**** DONNÉES FOURNIES ****

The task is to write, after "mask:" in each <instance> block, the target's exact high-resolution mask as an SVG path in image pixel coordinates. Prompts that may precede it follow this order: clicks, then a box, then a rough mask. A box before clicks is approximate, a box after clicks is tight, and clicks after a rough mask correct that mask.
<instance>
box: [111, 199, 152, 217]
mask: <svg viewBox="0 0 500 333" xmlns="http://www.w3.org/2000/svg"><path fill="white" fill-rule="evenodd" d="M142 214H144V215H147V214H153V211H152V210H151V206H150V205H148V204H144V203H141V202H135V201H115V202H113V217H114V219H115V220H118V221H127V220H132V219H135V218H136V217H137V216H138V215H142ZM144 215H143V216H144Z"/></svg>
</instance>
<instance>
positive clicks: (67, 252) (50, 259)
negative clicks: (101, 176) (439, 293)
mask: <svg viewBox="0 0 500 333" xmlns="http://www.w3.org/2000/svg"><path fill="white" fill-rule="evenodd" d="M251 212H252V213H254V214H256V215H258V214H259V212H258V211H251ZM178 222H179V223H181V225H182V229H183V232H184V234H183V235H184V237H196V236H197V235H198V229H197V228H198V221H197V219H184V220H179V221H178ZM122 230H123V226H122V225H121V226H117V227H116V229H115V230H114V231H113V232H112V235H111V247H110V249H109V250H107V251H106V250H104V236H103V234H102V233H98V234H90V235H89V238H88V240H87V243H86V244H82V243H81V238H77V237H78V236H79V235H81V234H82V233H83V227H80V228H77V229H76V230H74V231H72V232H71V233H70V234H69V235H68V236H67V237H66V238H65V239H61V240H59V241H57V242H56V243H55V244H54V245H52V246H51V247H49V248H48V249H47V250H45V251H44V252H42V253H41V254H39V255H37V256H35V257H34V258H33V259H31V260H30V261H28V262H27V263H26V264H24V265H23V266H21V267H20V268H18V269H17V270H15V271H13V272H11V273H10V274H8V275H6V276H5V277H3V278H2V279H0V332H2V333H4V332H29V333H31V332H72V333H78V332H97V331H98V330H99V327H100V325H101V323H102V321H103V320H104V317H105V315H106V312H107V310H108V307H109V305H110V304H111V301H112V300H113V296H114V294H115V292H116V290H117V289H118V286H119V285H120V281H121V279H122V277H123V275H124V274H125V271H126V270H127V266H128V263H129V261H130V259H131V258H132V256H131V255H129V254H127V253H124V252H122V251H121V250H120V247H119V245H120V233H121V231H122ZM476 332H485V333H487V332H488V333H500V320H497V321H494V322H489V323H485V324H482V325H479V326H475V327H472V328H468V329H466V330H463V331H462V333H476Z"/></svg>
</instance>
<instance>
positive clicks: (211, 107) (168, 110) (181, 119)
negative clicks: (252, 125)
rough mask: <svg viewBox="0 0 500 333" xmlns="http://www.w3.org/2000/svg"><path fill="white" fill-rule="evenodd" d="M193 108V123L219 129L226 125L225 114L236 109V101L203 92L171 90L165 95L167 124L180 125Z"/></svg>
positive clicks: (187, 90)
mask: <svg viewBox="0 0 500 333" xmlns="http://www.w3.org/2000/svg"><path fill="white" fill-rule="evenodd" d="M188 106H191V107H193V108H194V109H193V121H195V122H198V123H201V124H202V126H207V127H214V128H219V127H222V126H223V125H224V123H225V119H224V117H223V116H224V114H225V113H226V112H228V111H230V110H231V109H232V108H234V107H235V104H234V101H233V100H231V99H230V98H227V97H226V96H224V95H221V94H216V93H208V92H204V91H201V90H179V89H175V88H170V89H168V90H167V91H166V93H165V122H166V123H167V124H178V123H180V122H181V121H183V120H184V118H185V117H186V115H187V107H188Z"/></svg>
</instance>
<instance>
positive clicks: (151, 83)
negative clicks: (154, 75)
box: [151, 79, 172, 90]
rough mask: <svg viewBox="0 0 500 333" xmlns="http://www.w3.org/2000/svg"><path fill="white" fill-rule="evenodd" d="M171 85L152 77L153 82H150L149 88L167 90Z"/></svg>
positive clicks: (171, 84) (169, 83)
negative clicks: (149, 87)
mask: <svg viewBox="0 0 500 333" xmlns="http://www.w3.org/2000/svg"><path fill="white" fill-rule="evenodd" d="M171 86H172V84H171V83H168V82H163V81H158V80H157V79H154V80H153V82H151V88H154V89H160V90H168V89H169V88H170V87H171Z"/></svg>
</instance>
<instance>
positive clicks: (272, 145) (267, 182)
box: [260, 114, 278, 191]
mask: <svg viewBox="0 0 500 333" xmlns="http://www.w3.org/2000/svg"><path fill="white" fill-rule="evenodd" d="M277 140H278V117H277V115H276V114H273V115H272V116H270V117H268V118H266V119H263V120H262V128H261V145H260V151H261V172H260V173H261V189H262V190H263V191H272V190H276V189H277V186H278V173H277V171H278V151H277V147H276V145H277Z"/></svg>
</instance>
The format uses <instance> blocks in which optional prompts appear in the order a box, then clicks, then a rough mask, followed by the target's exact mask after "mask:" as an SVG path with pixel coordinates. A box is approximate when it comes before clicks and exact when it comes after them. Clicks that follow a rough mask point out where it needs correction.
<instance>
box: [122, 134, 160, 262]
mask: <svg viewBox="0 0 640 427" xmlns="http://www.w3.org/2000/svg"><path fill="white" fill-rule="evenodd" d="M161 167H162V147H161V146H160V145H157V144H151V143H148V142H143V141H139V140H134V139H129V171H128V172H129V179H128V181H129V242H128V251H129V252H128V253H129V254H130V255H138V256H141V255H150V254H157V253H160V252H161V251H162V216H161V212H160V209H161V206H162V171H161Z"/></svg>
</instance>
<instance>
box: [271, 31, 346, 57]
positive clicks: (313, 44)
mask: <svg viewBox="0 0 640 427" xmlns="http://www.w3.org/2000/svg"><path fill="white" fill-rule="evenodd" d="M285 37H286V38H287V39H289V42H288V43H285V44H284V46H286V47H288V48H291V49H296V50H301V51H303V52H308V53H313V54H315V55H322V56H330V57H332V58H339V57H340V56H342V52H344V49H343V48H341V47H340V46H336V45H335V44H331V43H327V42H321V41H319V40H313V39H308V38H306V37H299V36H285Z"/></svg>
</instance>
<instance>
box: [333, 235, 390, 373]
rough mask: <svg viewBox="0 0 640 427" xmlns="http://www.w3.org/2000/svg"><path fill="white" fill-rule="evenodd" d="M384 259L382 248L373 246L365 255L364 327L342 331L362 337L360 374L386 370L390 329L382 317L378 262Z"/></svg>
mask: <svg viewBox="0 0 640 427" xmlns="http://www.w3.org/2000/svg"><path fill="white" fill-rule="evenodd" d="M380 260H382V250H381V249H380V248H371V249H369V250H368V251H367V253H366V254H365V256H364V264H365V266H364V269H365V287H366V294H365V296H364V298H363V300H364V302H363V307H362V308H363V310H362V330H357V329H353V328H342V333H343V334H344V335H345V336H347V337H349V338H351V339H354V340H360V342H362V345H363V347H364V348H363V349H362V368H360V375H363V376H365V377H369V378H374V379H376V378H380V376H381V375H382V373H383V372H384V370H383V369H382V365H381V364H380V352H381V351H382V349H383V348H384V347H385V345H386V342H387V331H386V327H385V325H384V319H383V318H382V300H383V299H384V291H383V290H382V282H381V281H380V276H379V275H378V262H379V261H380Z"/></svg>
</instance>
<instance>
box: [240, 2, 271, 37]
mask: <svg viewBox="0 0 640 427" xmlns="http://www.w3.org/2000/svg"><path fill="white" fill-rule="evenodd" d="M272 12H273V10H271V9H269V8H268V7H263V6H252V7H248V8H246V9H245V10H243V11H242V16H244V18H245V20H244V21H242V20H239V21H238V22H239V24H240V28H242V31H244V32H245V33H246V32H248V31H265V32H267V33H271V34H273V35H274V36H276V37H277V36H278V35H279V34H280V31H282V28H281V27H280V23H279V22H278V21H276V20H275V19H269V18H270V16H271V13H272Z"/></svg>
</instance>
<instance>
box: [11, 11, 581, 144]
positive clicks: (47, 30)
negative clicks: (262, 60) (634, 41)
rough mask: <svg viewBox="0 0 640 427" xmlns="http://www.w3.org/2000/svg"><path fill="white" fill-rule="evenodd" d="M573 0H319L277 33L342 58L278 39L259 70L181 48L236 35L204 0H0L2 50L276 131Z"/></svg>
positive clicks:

****

[CONSIGNE]: Relevez toutes les lignes qui contiennent le mot « positive », en respectant la casse.

[VOTRE RÉPONSE]:
positive clicks: (67, 252) (50, 259)
positive clicks: (211, 107) (168, 110) (181, 119)
positive clicks: (187, 90)
positive clicks: (151, 83)
positive clicks: (171, 84) (169, 83)
positive clicks: (272, 145) (267, 182)
positive clicks: (313, 44)
positive clicks: (47, 30)
positive clicks:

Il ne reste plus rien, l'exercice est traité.